→ **Extract**:
# Who watches Food Network?



## KempoGuy06 (Nov 15, 2007)

Like the title says, who watches it. I love it. They have some amazing shows on there. 

My favorites include:
Iron Chef
Ace of Cakes
2 Duds Catering
Good Eats
Every Day Italian w/ Giada De Laurentiis if you have never seen her then here is a picture of her. She absolutely beautiful and she cooks Italian food...I think Im in love

Who else watches? What shows? Have you ever tried any of the recipes?

B


----------



## Big Don (Nov 15, 2007)

Good Eats is very entertaining. De Laurentiis, I only watch to see if today is the day she falls out of her top... Emeril is very entertaining, you gotta love a cooking show with its own band...


----------



## KempoGuy06 (Nov 15, 2007)

Big Don said:


> Good Eats is very entertaining.


 
Yes it is. I like how he explains the difference between using certain things and how they affect the dish. He had one episode all about salt.Very informative



> De Laurentiis, I only watch to see if today is the day she falls out of her top


 
LOL!...I wouldnt object to seeing that...what I found suprising was that she is 36, wouldnt have guessed that. I thought she was closer to my age 22. Its a good show as well though lots of good italian food



> ... Emeril is very entertaining, you gotta love a cooking show with its own band..


 
This is true. Emeril is always a favorite

B


----------



## Big Don (Nov 15, 2007)

KempoGuy06 said:


> LOL!...I wouldnt object to seeing that...what I found suprising was that she is 36, wouldnt have guessed that. I thought she was closer to my age 22. Its a
> 
> 
> B


I saw a show where she had her mom on. They really could pass for sisters, and I couldn't tell her mother was the elder until she called her "mom"


----------



## Xue Sheng (Nov 15, 2007)

I watch Good Eats, but I have not tried any of the recipies yet.


----------



## terryl965 (Nov 15, 2007)

Food network is a blast, the shows are great and my middle son want to be like Emerril, so to me it is one of the evening must see.


----------



## Drac (Nov 15, 2007)

I loved *Iron Chef*, not the American version...I also loved the one called* 2 Fat Ladies*....


----------



## Shuto (Nov 15, 2007)

I tell people that the Food Network changed my life and I'm only half joking when I say it.  I've cooked food most of my life but I never really enjoyed the cooking part.  I just cooked to eat.  Watching the people on TV display such passion when they cook inspired me to learn more and to experiment. Cooking is now one of my favorite activities.

Collected data:
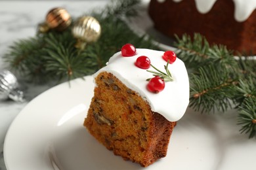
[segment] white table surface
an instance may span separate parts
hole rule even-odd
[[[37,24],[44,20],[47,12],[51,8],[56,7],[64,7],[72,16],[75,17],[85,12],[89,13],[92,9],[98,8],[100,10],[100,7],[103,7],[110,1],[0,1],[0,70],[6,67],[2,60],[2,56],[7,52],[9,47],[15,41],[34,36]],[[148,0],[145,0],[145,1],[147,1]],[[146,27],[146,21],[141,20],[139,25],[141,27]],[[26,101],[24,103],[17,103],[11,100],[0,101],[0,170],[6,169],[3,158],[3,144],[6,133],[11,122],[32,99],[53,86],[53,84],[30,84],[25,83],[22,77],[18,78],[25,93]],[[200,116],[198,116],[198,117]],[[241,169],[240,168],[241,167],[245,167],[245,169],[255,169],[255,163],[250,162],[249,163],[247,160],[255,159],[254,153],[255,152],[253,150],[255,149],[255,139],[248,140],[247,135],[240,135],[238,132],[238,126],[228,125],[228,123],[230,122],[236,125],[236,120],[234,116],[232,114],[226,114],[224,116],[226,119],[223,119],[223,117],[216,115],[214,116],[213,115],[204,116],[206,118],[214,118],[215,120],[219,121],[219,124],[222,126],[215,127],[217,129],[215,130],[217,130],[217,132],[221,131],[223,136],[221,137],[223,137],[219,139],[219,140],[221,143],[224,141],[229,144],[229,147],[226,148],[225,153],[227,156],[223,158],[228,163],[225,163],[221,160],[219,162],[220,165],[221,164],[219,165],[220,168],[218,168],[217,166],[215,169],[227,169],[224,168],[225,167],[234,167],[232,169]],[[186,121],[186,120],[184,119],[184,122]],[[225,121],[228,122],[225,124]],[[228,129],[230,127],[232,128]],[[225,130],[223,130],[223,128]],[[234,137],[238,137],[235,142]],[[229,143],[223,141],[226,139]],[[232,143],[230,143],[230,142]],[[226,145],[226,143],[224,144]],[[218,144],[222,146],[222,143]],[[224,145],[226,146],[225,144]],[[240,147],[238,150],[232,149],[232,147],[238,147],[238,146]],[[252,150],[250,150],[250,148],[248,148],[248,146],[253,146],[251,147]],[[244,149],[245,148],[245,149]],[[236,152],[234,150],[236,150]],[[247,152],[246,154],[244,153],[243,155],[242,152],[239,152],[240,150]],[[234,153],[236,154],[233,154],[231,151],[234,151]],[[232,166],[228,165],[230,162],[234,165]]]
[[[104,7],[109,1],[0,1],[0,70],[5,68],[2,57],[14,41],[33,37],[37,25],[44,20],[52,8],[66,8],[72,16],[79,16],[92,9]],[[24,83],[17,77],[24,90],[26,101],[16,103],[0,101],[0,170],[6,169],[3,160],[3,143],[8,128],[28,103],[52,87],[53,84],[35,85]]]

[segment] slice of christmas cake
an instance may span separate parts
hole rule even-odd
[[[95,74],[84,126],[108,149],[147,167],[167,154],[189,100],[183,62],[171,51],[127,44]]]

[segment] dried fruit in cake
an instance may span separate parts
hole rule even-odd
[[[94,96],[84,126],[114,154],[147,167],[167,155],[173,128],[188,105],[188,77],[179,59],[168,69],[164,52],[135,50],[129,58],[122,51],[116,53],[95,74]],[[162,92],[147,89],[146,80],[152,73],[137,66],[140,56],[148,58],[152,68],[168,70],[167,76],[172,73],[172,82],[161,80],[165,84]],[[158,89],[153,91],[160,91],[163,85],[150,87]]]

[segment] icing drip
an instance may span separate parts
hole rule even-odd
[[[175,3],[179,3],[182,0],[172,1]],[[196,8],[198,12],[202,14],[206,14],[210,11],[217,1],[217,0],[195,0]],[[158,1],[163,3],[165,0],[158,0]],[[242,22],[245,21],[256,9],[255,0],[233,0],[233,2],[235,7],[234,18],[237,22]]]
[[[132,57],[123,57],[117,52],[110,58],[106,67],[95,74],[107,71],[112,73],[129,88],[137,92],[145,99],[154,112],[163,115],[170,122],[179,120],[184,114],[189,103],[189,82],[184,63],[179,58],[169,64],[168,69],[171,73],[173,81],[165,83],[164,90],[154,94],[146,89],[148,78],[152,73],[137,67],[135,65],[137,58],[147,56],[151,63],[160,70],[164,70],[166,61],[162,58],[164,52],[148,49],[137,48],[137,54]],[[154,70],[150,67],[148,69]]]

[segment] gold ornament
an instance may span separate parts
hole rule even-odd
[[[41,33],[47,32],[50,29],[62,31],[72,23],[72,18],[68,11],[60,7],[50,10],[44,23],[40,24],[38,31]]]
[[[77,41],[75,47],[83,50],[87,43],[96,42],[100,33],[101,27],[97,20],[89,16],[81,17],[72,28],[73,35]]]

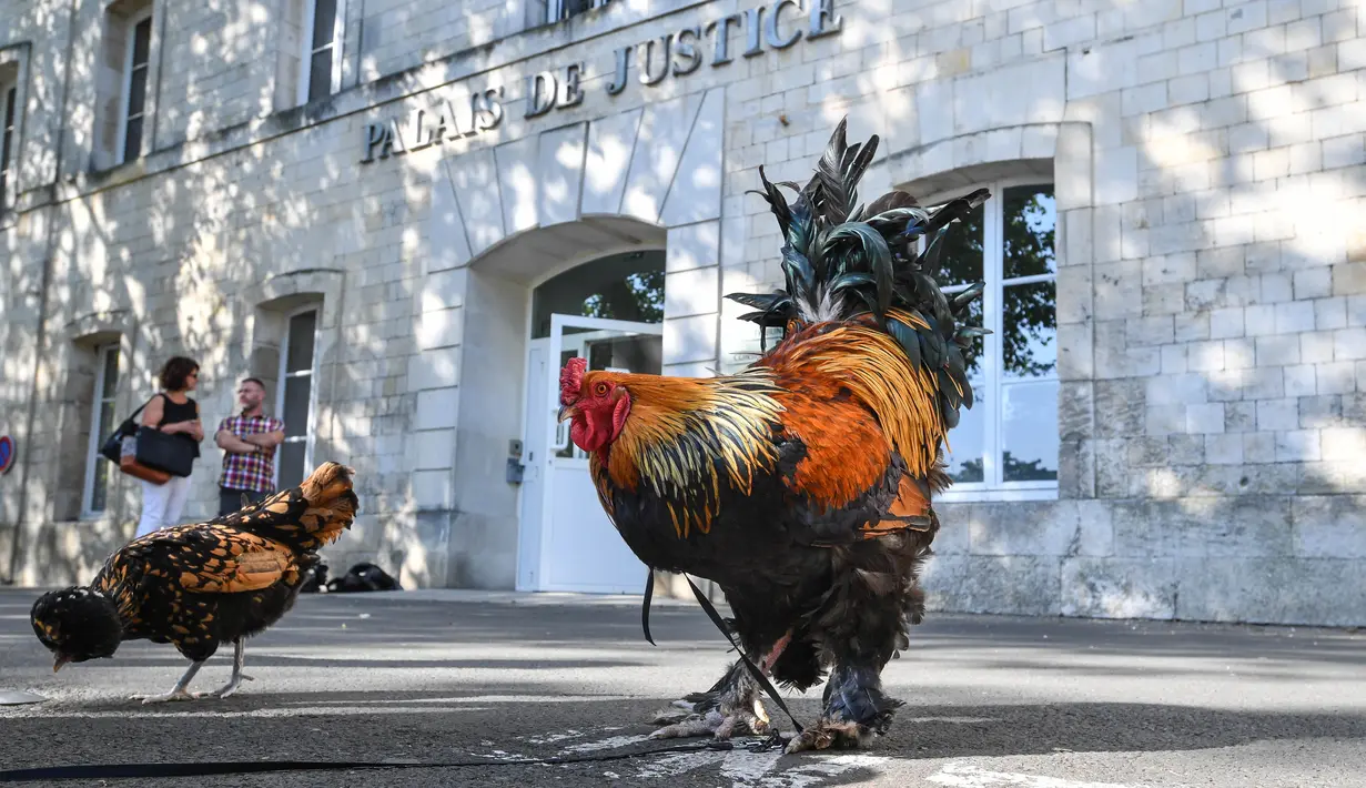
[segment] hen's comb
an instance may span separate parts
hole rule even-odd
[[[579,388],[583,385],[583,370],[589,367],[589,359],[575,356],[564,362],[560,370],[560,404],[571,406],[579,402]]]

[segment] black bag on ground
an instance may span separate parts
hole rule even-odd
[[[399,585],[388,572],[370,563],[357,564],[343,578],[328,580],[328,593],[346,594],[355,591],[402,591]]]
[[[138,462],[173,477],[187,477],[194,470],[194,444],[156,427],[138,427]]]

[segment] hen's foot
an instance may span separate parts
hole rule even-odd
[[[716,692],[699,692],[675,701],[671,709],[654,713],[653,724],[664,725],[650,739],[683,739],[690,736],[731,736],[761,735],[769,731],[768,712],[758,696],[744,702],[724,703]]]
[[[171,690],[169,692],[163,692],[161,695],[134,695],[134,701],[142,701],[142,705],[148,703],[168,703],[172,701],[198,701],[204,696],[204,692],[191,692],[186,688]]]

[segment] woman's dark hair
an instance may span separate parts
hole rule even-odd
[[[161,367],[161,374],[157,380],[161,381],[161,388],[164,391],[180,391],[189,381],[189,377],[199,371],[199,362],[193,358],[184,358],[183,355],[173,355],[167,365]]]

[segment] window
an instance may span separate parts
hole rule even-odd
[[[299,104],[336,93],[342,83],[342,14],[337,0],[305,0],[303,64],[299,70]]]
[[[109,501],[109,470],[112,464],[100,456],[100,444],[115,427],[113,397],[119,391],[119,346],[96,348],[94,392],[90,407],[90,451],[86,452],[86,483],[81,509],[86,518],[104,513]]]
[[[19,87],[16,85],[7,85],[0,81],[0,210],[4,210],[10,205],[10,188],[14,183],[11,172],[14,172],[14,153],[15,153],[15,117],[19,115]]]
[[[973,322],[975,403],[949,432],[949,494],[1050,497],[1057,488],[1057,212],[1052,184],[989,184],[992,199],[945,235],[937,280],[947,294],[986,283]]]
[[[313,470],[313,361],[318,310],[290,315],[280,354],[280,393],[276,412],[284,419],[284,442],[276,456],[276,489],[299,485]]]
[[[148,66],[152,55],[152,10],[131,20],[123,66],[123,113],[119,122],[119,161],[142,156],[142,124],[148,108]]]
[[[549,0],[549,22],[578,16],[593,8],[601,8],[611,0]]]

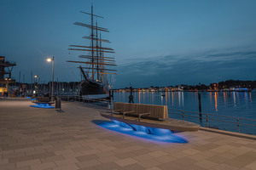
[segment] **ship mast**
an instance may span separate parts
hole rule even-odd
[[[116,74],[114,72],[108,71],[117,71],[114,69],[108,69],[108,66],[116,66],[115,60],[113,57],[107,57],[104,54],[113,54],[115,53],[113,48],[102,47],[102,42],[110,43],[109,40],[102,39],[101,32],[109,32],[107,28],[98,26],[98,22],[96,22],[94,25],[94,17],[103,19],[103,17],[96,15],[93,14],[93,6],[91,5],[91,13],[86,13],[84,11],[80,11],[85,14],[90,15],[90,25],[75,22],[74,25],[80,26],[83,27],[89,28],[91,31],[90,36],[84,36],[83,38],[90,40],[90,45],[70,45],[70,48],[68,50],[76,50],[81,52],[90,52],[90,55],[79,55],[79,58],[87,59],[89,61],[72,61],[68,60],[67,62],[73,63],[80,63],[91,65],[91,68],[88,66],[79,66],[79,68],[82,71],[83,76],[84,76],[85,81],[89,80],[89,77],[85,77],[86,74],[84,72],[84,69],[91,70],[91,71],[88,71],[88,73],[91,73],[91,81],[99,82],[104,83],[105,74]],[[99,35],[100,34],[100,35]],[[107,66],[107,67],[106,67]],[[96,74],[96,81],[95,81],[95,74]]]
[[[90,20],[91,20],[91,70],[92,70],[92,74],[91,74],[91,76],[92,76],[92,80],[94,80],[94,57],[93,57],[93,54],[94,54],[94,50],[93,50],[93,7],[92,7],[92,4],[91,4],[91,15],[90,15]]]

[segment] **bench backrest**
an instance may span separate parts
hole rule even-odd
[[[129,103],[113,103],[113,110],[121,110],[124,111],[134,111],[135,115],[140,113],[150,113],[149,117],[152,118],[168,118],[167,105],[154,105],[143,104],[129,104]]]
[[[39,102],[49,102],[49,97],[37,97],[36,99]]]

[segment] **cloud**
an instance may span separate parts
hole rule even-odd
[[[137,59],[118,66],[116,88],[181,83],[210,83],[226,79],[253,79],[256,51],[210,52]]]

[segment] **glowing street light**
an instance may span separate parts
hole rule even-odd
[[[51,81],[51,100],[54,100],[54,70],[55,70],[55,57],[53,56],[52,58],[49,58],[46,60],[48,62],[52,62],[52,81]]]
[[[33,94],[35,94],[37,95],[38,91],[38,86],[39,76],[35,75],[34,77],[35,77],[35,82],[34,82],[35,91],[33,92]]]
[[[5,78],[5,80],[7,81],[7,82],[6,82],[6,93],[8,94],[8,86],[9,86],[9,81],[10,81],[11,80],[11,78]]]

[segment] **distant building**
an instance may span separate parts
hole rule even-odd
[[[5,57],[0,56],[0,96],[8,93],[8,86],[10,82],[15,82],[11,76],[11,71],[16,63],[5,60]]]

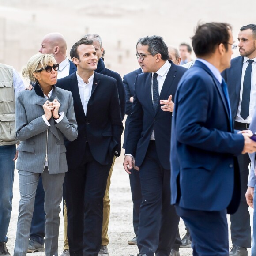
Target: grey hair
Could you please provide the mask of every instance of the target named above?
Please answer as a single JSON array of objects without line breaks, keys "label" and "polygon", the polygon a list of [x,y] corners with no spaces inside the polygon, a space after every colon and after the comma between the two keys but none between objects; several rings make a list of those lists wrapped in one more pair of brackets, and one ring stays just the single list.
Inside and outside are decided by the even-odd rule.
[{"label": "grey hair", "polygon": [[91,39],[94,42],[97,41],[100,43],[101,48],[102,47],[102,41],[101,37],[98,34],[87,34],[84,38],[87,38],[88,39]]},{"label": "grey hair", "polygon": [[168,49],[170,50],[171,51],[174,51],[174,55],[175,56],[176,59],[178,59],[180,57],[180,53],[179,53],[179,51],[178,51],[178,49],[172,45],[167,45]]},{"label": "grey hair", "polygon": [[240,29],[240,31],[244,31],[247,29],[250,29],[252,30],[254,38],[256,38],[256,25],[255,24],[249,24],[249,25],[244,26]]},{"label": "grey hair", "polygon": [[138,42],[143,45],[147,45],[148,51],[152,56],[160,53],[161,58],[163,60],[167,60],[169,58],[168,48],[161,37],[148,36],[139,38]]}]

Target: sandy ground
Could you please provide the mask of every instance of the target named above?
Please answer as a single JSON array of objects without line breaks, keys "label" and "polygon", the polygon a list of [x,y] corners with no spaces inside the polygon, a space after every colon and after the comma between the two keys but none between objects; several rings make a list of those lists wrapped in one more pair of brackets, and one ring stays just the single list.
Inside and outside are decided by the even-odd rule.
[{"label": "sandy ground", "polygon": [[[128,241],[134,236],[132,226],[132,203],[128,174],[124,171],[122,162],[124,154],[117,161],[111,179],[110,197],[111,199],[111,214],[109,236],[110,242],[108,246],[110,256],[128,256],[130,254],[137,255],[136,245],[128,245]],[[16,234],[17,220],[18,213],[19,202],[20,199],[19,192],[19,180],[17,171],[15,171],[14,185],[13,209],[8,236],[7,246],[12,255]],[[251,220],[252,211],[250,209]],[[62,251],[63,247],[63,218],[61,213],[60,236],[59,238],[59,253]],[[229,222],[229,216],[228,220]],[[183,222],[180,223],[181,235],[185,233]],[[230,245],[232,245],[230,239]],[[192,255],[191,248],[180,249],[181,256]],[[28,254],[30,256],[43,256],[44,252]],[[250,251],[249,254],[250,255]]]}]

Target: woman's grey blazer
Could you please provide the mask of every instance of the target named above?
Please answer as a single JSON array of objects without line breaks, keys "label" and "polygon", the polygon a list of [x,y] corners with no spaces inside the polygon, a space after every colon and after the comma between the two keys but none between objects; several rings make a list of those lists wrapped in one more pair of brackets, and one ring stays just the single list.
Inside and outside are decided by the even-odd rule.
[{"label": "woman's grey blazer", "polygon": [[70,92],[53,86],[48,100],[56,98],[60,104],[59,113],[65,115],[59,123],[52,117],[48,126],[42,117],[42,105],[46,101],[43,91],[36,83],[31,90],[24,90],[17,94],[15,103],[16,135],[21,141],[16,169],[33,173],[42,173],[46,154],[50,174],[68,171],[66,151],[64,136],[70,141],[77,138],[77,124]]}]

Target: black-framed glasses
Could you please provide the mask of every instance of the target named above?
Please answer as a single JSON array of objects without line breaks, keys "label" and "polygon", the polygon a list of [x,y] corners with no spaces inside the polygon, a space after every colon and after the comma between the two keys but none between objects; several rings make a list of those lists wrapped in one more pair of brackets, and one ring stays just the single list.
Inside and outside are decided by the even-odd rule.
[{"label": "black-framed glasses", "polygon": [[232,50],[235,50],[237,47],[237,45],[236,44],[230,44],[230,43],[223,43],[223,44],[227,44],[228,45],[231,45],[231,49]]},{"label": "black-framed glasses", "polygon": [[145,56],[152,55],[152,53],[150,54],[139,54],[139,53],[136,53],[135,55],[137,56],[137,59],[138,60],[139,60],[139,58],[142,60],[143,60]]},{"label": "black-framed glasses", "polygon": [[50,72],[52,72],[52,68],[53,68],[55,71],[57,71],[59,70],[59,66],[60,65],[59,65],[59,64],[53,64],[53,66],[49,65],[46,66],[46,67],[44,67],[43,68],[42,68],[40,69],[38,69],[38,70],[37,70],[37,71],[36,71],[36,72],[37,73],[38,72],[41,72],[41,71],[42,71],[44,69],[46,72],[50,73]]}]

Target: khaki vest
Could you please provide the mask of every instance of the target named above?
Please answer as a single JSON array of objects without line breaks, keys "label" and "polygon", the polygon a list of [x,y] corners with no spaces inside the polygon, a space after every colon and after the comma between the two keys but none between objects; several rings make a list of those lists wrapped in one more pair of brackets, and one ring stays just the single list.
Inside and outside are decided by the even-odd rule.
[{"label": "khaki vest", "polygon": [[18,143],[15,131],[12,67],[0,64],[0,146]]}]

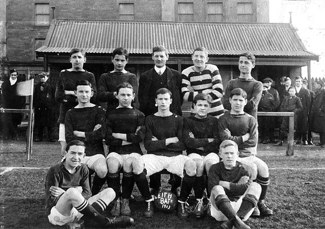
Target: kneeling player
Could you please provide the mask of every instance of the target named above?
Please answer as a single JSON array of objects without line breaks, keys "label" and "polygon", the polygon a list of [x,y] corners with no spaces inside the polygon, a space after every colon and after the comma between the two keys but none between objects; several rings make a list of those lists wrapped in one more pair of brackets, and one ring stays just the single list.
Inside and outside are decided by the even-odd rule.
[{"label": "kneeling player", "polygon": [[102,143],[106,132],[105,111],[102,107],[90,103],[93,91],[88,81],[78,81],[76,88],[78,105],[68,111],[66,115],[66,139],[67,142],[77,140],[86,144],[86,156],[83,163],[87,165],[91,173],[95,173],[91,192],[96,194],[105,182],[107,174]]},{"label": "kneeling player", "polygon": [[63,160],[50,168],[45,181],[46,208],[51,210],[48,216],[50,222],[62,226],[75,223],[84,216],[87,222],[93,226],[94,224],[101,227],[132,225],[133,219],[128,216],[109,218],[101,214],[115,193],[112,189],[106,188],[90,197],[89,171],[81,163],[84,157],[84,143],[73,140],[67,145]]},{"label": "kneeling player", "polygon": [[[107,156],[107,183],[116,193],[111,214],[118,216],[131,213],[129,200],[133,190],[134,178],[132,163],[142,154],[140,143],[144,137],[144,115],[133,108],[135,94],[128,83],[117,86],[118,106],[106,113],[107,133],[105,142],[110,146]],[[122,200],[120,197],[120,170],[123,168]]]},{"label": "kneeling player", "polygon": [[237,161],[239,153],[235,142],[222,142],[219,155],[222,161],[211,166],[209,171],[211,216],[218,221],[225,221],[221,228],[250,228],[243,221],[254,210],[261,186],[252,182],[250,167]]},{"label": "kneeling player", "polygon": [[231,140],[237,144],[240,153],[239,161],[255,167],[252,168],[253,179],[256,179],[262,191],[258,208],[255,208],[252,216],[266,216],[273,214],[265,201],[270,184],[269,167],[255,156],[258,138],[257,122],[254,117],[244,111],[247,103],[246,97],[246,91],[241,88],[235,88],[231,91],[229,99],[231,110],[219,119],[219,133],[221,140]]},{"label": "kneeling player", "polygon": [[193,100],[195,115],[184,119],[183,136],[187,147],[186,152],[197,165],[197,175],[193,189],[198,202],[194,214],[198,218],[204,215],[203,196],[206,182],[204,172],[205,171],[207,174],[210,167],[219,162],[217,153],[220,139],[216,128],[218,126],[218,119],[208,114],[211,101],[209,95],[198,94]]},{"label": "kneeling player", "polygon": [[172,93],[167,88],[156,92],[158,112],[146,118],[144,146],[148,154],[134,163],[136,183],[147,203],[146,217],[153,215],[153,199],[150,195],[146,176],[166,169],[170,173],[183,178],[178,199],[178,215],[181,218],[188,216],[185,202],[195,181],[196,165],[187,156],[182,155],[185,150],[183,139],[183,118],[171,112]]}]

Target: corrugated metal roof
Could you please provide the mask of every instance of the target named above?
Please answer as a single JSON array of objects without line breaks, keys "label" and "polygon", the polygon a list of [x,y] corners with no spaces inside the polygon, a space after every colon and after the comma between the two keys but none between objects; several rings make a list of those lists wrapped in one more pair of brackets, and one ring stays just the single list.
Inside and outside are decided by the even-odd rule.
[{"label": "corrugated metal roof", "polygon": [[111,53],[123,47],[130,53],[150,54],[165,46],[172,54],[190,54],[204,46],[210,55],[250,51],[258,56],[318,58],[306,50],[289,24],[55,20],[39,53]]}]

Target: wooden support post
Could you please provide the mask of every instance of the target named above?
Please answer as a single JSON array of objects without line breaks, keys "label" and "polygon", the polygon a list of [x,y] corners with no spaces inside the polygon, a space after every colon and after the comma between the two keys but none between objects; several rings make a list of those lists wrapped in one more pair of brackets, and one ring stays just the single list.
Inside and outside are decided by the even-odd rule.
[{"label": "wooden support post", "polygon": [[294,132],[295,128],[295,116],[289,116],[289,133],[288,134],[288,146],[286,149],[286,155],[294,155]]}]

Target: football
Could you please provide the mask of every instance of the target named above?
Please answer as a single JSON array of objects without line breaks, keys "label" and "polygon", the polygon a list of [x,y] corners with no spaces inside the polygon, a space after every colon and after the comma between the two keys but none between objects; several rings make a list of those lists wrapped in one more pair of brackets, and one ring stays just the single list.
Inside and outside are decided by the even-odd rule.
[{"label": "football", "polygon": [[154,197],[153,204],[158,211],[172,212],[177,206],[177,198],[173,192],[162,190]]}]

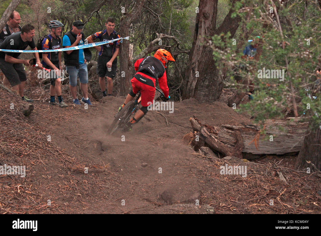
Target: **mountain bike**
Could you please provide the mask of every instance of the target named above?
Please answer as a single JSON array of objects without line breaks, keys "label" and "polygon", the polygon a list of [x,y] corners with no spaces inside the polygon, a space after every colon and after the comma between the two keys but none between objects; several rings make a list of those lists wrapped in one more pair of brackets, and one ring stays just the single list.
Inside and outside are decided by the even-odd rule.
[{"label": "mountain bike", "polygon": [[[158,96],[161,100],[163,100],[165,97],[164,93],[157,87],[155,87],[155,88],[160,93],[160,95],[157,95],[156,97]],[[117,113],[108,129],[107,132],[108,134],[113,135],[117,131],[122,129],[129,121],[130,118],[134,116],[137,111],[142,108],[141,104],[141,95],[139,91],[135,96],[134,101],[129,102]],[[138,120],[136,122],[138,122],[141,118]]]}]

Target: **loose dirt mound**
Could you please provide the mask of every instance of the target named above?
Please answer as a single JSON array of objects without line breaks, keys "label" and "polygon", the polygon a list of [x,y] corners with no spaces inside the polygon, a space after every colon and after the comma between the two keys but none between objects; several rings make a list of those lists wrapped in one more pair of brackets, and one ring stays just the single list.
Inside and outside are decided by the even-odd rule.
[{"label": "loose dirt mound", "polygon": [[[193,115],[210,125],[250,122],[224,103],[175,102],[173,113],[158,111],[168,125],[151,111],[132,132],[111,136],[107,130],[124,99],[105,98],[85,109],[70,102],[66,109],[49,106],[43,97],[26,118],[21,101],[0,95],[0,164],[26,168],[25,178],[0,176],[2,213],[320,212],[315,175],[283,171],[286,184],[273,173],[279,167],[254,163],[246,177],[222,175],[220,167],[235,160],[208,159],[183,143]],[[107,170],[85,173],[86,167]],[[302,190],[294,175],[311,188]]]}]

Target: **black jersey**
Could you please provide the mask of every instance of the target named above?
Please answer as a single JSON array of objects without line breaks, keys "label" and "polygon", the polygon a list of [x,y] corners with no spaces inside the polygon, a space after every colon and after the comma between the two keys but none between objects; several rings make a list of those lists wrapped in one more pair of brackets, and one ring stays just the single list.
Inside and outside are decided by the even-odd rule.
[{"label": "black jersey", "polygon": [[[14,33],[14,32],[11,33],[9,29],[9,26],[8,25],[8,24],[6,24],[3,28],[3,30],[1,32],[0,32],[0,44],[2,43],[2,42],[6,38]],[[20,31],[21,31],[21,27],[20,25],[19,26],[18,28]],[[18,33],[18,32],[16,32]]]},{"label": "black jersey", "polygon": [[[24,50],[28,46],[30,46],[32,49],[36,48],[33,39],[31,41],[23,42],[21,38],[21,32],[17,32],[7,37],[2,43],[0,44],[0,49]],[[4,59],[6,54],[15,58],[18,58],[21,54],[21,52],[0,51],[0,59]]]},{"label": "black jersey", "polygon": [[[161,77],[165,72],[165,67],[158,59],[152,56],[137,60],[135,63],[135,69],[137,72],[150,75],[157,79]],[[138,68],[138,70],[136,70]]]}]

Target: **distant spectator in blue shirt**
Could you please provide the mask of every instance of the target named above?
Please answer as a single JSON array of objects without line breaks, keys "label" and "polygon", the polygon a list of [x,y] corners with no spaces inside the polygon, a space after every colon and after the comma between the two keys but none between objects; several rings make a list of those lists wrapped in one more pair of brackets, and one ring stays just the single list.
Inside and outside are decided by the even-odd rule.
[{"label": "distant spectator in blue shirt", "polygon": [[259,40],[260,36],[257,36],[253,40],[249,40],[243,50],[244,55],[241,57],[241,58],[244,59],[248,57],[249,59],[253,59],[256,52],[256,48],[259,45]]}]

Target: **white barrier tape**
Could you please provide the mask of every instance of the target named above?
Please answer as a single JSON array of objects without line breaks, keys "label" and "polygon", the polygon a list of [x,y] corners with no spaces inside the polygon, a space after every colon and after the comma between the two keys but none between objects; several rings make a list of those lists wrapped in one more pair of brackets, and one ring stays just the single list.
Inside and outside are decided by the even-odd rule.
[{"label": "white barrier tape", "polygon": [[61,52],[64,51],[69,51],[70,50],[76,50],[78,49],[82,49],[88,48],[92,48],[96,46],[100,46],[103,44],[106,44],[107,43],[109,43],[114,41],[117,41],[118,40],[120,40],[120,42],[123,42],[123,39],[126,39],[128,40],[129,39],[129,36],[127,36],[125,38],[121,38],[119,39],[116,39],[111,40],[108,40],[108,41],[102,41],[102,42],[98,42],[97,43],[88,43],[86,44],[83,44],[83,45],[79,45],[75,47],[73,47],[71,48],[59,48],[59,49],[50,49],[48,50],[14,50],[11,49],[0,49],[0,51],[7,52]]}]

→ **Given instruction**:
In the Food Network thread, why does Shuto say cooking became a favorite activity? Answer in one to three sentences. These items have no connection to the forum thread.

→ **Task answer**:
Watching the people on TV show such passion when they cook inspired Shuto to learn more and to experiment. Before that, Shuto had cooked for most of a lifetime without enjoying it, only in order to eat.